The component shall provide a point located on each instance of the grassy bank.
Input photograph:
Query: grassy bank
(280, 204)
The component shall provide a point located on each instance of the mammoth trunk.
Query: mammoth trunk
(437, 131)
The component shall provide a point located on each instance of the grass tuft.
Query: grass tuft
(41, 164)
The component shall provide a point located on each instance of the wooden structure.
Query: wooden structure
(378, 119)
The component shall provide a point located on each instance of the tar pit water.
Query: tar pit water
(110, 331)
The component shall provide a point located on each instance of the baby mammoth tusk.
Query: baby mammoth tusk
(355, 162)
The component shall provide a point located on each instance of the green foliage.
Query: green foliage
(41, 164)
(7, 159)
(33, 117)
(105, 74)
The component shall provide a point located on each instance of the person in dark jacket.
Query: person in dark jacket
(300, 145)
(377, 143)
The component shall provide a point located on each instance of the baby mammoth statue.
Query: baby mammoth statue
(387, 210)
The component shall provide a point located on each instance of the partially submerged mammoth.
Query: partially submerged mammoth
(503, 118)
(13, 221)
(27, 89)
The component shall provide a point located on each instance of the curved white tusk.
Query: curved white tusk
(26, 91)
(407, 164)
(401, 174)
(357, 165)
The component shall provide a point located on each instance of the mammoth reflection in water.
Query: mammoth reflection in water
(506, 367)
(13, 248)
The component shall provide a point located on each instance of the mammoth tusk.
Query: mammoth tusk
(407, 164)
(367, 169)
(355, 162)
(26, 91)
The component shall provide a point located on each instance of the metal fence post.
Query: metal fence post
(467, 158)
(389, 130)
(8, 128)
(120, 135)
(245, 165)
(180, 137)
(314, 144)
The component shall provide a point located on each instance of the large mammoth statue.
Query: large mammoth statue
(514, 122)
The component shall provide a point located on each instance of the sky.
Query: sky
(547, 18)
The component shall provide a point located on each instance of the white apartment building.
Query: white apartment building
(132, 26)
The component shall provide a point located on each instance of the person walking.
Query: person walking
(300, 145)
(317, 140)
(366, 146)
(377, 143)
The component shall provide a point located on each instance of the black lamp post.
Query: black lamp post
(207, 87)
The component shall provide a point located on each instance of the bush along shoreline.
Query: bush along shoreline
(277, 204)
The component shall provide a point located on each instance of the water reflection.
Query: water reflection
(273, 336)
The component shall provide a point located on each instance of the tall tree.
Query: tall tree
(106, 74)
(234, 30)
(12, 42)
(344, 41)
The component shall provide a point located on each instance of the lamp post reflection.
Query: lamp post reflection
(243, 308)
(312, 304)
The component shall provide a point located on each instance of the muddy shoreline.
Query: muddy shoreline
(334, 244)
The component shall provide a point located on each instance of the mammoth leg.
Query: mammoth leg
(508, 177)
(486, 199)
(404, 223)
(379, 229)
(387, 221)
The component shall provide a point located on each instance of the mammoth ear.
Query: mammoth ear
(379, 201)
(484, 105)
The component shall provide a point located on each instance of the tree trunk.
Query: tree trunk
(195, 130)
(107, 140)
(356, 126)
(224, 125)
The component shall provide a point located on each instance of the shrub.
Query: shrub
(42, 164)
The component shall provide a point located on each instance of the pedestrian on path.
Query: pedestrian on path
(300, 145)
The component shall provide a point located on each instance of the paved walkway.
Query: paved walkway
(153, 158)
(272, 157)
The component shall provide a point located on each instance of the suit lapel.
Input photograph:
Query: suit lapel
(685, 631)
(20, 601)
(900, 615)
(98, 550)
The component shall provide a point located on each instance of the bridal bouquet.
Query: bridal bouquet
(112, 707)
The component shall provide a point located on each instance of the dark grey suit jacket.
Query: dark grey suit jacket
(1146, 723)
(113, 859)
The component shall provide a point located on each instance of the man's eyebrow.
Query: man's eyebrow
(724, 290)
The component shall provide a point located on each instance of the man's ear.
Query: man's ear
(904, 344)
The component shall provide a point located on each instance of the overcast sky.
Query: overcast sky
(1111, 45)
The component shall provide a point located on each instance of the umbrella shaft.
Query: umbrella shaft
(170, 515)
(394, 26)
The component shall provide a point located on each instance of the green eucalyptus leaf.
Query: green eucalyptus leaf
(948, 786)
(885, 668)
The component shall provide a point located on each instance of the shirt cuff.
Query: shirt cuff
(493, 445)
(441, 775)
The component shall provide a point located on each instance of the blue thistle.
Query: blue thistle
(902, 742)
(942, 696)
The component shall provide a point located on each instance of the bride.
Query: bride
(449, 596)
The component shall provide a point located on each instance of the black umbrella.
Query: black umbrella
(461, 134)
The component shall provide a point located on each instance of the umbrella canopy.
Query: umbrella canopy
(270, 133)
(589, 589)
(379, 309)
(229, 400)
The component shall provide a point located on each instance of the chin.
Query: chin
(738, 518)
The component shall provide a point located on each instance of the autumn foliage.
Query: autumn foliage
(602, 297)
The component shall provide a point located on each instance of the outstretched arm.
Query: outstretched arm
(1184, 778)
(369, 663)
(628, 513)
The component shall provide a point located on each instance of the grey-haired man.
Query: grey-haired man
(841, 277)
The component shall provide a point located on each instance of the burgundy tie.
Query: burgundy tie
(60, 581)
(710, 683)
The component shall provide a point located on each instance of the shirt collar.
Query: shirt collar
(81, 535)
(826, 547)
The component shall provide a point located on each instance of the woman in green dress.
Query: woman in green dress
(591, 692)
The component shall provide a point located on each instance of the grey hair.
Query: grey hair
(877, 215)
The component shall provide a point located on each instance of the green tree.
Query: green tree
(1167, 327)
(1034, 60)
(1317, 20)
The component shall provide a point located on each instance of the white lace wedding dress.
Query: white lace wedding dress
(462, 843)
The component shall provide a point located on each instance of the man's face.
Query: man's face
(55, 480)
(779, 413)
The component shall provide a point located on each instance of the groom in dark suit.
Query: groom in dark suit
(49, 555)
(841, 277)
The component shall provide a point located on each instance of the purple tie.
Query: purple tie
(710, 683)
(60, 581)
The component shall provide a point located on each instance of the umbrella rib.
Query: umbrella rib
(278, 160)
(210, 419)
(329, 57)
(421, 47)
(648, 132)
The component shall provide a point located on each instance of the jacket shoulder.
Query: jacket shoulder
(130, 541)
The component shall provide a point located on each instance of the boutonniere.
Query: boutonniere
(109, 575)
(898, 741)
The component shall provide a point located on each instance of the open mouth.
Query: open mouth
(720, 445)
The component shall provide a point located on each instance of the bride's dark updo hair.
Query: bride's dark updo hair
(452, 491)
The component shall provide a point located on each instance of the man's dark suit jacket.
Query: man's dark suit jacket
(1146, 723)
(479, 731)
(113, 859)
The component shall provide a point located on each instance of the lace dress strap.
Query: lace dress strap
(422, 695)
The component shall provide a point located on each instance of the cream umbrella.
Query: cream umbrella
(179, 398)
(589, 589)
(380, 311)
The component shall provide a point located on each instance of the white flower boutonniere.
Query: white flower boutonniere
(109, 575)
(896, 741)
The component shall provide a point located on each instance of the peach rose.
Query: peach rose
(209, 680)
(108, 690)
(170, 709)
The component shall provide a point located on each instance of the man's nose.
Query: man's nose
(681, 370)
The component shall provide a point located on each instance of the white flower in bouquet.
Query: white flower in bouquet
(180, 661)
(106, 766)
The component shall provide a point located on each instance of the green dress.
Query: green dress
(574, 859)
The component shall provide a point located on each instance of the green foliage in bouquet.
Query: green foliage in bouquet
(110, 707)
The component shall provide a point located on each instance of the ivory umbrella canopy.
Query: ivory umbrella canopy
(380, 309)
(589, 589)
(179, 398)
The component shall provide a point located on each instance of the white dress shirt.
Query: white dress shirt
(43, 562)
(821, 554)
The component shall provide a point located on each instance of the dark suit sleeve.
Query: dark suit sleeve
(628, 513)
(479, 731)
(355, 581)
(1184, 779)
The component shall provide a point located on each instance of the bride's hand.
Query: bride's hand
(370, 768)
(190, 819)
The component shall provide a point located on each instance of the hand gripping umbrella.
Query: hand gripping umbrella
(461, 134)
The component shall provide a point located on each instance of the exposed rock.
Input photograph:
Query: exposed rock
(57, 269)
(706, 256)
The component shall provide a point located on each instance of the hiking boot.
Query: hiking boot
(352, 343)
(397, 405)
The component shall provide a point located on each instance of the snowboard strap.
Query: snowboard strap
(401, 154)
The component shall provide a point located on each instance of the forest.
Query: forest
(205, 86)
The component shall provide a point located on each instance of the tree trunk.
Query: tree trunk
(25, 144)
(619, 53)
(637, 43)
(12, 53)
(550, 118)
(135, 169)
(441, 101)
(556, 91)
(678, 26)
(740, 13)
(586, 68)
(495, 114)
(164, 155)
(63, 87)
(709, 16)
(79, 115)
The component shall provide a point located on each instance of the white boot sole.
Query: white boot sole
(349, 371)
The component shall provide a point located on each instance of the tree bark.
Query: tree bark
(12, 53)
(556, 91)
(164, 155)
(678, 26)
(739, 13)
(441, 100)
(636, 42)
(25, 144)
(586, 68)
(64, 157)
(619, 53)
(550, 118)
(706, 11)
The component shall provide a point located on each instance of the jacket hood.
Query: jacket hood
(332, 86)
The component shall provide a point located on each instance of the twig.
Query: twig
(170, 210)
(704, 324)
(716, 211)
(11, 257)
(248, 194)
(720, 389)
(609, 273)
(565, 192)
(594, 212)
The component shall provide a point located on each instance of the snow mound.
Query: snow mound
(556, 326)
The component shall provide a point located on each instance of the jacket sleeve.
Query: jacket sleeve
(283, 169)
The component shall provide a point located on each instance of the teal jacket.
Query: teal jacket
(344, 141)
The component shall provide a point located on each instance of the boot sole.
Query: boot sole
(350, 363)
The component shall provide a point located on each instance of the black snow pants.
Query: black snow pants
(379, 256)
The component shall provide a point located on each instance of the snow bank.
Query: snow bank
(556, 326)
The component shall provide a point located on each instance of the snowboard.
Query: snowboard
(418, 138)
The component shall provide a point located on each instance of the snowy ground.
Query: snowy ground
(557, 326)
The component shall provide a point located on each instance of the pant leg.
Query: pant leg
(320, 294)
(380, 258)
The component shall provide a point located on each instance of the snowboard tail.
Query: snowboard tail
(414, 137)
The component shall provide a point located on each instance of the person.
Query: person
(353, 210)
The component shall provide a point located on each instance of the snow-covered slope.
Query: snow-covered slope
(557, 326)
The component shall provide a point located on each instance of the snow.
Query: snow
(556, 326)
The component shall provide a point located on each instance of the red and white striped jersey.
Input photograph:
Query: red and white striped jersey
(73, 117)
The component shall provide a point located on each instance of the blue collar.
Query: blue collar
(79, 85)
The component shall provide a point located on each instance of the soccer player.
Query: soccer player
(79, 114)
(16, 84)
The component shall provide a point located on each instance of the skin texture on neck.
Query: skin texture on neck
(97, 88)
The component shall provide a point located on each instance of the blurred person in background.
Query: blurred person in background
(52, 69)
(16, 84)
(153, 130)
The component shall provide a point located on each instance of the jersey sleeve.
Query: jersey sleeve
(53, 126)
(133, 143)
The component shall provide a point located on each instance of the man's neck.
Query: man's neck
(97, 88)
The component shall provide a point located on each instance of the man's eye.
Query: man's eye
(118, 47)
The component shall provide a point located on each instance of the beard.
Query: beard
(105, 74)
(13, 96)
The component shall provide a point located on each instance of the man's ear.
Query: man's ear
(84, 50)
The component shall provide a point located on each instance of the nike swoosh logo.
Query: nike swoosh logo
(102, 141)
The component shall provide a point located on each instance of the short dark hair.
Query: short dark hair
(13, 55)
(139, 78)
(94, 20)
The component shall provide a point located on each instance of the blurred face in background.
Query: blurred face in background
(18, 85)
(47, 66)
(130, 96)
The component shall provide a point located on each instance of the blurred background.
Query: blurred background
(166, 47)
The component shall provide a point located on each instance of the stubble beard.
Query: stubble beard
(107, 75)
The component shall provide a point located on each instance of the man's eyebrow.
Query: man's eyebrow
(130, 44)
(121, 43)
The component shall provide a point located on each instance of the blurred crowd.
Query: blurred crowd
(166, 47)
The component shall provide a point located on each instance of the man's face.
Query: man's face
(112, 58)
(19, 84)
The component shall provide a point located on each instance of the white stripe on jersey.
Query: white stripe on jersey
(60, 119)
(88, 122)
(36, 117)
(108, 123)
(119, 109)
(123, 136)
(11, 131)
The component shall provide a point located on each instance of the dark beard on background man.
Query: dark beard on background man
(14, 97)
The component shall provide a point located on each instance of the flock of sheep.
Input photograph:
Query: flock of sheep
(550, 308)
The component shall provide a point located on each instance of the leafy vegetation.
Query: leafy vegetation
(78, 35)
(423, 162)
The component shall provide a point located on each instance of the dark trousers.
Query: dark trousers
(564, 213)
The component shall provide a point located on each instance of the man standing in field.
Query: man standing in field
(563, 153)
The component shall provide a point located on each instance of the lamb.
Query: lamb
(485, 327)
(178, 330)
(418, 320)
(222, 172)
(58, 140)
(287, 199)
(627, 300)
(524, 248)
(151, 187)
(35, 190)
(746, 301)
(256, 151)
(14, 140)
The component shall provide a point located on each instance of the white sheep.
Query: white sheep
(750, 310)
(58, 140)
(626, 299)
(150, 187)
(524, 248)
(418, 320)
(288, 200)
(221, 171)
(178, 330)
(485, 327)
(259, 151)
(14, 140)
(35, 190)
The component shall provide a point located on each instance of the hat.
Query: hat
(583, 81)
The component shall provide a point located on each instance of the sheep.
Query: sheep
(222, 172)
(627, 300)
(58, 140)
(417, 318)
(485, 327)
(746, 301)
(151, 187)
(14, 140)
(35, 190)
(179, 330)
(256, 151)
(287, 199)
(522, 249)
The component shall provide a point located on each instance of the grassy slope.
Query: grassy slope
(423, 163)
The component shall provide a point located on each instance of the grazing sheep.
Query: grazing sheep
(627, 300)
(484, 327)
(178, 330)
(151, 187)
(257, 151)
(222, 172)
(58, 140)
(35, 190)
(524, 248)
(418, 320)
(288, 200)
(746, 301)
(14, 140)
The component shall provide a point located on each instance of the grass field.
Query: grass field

════

_Description of the task_
From the listing above, the lines starting with the one that has "the exposed rock." and running through the one that has "the hiking boot." should be copied exactly, ends included.

_Exercise answer_
The component shall provide a point located on each instance of the exposed rock.
Input photograph:
Query: exposed rock
(57, 269)
(706, 256)
The component shall provide a point located on each instance of the hiking boot.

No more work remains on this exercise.